#### Отрывок:
◇ ◇ ◇ ◇ ◇

— Как вывернулись?
— Стал задираться к майору милиции. Меня скрутили — и доставили как раз туда, куда надо было. К служебному входу, где меня и отбило местное начальство. За две минуты до начала выскочил на сцену.
Наутро Муслим захотел в футбол сыграть — так во дворце специально разобрали часть трибун. Играл наш «Электрон» против его ансамбля «Гайя». Мы победили, и Магомаев со мной дней пять не разговаривал. Проигрывать вообще не умел.
Там же, в Минске, шел тур женского чемпионата СССР по волейболу. «Динамо» играло против «Нефтчи» с великой Инной Рыскаль. Муслим со свитой болел за бакинок, мы — за «Динамо», а я еще достал барабан — и грохоту было на весь зал. Вот здесь Магомаев обиделся крепко.
— Говорят, курил он много?
— Очень! Но пел все равно божественно. Из-за границы чемоданами привозил «Мальборо». Других сигарет не признавал.

◇ ◇ ◇ ◇ ◇

#### Задание:
Кратко перескажите отрывок в двух предложениях. Позиции, приведенные далее, с отрывком никак не связаны.

◇ ◇ ◇ ◇ ◇

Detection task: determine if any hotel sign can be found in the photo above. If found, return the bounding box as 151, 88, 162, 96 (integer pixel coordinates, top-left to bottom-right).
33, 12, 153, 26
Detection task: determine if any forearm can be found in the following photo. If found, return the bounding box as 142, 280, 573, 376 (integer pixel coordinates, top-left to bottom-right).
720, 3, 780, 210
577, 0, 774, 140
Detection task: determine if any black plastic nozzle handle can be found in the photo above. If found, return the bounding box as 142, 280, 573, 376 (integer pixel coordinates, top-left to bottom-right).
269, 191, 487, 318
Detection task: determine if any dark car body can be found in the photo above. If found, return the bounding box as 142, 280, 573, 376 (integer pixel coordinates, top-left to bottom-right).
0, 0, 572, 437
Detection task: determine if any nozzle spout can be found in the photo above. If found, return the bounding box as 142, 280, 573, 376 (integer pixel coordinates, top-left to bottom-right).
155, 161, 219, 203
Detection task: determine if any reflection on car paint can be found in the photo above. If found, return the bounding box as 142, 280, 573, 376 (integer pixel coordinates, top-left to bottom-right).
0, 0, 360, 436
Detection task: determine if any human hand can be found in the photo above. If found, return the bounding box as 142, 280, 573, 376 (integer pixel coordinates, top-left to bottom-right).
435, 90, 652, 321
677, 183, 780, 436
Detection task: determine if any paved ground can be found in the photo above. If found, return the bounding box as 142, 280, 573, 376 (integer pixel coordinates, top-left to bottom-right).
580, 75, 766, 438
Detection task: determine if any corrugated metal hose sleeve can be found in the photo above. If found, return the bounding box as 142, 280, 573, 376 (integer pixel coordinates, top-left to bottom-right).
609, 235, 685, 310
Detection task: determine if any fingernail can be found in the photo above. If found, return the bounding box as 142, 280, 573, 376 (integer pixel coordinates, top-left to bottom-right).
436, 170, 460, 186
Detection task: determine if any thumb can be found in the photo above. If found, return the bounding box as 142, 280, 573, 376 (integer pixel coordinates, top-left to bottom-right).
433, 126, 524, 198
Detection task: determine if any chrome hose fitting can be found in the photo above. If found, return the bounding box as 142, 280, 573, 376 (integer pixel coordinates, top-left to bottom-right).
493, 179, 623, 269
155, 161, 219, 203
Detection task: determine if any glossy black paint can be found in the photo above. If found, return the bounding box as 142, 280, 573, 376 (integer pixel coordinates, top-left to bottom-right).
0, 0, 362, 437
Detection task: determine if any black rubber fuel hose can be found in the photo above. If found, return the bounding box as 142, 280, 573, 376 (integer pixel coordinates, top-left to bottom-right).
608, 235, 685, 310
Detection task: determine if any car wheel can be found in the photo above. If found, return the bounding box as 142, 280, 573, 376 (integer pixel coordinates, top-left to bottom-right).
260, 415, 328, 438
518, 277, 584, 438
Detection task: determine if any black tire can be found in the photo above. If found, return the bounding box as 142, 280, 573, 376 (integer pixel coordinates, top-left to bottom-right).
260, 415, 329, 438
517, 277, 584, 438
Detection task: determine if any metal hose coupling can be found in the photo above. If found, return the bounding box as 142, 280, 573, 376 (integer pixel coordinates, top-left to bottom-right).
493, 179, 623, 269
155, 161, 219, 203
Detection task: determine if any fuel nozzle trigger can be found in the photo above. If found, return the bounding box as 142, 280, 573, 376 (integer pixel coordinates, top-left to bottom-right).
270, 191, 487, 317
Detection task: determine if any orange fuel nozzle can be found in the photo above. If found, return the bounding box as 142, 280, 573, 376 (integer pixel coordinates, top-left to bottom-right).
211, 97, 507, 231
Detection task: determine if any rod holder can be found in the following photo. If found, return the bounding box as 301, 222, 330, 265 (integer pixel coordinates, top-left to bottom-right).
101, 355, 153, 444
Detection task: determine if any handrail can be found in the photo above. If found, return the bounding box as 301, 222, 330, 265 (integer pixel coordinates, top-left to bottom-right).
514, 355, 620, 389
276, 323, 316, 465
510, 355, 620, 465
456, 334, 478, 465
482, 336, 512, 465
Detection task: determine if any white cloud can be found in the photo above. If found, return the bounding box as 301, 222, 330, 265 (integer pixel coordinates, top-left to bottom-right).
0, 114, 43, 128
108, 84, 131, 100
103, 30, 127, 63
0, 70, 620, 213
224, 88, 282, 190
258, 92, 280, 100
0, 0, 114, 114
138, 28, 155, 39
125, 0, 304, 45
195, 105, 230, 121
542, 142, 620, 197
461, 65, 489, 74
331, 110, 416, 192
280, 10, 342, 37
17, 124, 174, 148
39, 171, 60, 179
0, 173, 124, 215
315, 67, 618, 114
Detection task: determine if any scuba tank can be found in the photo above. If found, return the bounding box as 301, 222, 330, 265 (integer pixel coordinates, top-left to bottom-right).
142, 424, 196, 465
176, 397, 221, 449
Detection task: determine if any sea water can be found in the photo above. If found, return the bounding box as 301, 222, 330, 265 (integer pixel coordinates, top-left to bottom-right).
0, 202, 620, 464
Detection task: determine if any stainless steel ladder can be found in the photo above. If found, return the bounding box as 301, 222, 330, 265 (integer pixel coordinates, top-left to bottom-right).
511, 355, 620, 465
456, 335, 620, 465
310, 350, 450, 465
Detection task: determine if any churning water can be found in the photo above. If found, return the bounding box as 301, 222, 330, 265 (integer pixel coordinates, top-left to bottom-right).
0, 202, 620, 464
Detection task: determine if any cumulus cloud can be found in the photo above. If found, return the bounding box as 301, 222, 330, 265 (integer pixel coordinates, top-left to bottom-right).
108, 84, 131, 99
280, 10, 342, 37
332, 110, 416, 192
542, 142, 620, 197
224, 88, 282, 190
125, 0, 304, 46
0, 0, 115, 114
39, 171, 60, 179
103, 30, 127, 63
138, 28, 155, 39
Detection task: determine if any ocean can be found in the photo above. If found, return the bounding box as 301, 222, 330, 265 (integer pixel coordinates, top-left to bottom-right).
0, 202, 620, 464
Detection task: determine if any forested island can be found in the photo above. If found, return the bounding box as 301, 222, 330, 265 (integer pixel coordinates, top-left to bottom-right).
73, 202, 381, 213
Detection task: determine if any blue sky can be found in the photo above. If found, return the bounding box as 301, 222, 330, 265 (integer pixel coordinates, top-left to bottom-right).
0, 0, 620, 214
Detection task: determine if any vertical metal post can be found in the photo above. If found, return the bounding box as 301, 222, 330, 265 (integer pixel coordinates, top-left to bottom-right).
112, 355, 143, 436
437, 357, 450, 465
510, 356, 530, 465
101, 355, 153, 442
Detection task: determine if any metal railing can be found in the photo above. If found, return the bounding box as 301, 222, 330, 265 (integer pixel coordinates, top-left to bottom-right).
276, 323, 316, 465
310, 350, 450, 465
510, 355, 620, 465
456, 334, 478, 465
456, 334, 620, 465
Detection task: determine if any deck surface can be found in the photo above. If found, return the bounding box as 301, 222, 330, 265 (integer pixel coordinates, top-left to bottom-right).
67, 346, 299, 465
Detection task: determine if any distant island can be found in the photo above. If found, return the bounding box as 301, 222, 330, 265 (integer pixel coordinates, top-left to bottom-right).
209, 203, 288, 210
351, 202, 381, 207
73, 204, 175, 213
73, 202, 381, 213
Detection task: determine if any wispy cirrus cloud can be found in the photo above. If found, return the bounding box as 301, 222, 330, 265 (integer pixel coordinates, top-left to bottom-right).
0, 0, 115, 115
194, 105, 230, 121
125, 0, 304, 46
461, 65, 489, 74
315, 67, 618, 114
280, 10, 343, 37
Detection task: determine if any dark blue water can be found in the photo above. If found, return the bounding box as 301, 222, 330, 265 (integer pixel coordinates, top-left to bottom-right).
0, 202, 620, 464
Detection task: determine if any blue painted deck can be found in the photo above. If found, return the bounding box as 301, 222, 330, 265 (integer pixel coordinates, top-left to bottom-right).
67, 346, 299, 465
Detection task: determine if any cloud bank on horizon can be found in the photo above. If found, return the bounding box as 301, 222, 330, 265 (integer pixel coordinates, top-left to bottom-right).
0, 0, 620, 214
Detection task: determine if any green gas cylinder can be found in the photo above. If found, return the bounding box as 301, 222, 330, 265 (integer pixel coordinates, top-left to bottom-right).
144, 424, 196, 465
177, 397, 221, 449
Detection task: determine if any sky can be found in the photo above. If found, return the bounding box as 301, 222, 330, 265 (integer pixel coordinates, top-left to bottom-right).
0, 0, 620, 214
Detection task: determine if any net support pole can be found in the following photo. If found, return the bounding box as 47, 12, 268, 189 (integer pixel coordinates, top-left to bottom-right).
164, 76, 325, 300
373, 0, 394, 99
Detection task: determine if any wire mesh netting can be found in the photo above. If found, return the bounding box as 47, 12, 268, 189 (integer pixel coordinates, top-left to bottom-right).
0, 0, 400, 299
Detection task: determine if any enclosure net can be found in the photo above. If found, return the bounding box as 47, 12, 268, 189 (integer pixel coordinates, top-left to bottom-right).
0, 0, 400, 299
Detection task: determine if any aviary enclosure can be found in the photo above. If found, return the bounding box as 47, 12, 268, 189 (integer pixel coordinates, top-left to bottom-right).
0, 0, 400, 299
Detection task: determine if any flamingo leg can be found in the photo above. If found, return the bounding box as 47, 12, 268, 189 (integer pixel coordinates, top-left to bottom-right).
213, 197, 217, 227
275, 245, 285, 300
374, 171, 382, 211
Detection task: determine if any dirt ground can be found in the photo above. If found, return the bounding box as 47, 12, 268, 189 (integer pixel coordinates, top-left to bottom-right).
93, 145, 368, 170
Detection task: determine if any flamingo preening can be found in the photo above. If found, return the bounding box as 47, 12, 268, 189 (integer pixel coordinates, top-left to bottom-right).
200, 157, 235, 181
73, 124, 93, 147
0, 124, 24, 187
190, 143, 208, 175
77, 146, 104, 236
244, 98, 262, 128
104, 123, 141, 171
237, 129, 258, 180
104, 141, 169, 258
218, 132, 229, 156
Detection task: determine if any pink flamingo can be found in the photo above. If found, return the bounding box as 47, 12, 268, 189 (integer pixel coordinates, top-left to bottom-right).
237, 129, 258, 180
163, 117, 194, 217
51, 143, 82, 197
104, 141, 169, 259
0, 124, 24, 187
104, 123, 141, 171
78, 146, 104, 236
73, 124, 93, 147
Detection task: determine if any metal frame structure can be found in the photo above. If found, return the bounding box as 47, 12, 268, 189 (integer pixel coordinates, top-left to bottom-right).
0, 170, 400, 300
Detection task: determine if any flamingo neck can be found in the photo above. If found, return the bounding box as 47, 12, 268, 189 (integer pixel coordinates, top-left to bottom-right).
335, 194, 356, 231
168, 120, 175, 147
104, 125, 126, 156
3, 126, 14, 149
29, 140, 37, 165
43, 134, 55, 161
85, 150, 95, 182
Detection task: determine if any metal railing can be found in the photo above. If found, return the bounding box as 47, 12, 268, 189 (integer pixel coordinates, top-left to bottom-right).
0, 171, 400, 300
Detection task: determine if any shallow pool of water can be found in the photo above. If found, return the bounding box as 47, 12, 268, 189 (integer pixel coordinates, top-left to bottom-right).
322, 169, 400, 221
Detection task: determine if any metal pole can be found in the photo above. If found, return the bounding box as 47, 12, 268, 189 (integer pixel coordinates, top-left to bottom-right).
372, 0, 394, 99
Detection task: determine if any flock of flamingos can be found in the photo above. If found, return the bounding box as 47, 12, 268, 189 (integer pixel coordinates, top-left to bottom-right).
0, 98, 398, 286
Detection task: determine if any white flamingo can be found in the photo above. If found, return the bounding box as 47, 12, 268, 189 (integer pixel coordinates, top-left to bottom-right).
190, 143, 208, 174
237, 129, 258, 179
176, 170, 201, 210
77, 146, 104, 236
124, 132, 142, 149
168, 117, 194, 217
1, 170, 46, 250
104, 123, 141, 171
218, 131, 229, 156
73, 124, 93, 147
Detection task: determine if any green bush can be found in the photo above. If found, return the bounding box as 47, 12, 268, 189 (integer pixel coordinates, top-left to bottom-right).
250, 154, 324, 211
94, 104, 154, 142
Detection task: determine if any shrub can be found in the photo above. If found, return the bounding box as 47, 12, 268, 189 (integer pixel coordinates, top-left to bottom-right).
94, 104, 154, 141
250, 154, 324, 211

◇ ◇ ◇ ◇ ◇

#### Ответ:
В отрывке вспоминается, как в Минске ансамбль Магомаева «Гайя» проиграл в футбол команде «Электрон», после чего Магомаев дней пять не разговаривал с собеседником, а затем крепко обиделся, когда на волейбольном матче тот с барабаном болел за «Динамо» против бакинской «Нефтчи». Кроме того, говорится, что Магомаев очень много курил, привозил из-за границы чемоданами «Мальборо» и других сигарет не признавал, но пел все равно божественно.